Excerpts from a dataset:

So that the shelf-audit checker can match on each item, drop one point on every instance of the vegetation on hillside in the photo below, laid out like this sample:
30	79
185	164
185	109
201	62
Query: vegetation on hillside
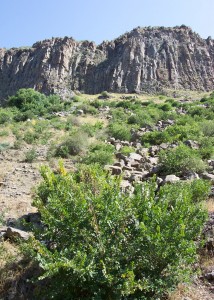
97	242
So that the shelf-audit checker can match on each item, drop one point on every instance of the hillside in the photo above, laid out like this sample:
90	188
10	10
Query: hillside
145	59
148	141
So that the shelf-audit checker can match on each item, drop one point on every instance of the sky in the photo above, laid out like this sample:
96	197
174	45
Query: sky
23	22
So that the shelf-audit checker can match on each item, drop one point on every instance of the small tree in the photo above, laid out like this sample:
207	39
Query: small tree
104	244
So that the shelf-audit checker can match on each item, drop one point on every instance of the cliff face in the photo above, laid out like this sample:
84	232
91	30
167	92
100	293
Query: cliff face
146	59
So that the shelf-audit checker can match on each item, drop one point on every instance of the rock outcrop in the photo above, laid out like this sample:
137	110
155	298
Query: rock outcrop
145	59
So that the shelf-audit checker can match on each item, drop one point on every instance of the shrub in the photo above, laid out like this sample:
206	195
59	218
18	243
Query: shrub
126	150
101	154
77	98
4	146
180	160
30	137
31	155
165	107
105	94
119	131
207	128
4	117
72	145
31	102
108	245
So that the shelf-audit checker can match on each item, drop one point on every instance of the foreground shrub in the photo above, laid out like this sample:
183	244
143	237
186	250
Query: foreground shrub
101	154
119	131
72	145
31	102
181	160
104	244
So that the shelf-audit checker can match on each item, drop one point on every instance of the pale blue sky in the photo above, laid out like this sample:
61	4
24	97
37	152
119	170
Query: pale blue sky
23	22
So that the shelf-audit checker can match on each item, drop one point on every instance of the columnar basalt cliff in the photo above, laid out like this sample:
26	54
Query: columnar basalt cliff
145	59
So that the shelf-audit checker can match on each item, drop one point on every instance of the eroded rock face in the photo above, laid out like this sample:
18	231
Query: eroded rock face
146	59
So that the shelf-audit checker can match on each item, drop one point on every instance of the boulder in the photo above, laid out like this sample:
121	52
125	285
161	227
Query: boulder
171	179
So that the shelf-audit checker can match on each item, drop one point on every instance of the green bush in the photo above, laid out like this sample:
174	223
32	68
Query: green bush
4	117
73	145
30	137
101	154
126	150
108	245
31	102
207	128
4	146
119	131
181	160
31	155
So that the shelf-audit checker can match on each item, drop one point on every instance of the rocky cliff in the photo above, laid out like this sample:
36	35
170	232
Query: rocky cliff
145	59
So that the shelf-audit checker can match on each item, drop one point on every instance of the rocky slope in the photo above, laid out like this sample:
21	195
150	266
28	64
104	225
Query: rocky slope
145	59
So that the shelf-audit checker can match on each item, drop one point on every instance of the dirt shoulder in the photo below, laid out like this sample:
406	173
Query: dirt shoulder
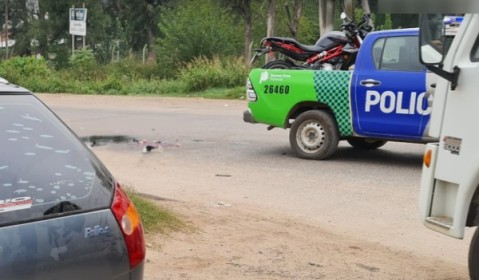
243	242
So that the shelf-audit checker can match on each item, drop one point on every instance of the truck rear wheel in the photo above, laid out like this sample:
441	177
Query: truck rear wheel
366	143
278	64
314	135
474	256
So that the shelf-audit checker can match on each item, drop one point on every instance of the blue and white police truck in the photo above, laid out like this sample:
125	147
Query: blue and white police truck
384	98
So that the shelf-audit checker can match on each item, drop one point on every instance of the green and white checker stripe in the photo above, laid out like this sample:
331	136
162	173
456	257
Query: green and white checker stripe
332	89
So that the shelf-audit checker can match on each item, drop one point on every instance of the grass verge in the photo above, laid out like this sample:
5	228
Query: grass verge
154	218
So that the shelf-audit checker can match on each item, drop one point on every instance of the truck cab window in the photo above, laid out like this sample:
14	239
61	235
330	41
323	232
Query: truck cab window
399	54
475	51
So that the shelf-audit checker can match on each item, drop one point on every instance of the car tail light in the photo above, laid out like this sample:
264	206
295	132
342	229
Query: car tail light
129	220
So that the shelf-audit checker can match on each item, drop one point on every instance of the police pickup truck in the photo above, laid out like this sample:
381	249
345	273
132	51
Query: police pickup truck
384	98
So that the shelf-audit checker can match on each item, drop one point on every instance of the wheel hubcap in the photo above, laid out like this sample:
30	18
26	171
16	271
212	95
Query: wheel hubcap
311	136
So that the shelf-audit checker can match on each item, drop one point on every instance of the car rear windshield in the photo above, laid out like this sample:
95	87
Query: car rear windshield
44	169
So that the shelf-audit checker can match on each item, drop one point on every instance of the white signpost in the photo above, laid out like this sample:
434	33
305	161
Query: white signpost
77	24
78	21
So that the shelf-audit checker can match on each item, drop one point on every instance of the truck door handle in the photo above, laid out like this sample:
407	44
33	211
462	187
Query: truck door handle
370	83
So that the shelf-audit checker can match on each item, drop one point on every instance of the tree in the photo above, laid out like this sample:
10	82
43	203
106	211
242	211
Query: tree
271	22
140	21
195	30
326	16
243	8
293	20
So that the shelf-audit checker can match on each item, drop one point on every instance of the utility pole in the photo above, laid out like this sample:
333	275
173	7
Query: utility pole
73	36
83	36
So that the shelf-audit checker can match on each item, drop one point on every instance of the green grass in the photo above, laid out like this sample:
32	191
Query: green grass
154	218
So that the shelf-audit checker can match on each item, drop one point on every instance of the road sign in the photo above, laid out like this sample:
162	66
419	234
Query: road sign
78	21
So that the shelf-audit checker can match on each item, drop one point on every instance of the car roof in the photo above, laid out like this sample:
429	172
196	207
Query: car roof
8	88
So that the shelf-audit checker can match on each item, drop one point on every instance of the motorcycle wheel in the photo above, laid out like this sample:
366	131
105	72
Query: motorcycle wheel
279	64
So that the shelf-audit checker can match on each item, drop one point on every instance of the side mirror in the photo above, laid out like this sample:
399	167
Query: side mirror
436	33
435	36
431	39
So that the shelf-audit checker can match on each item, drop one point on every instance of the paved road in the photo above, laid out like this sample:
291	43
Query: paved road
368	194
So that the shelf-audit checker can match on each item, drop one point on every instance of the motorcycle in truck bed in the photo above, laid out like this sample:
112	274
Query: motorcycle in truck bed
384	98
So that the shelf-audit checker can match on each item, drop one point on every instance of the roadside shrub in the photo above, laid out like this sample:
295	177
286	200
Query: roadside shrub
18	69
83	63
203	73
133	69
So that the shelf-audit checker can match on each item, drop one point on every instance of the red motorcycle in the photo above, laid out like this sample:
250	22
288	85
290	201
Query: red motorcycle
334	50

_What the exercise asks_
Please report every line among the entries that includes "below".

_Result_
So that the shelf-audit checker can match on each item, drop one point on every instance of the vegetation on hillside in the photo below, laid out like this sample:
So that the shelf-audit checker can match on each item, drop one point on every instance of the dirt shoulder in the photo below, laid out like this sample:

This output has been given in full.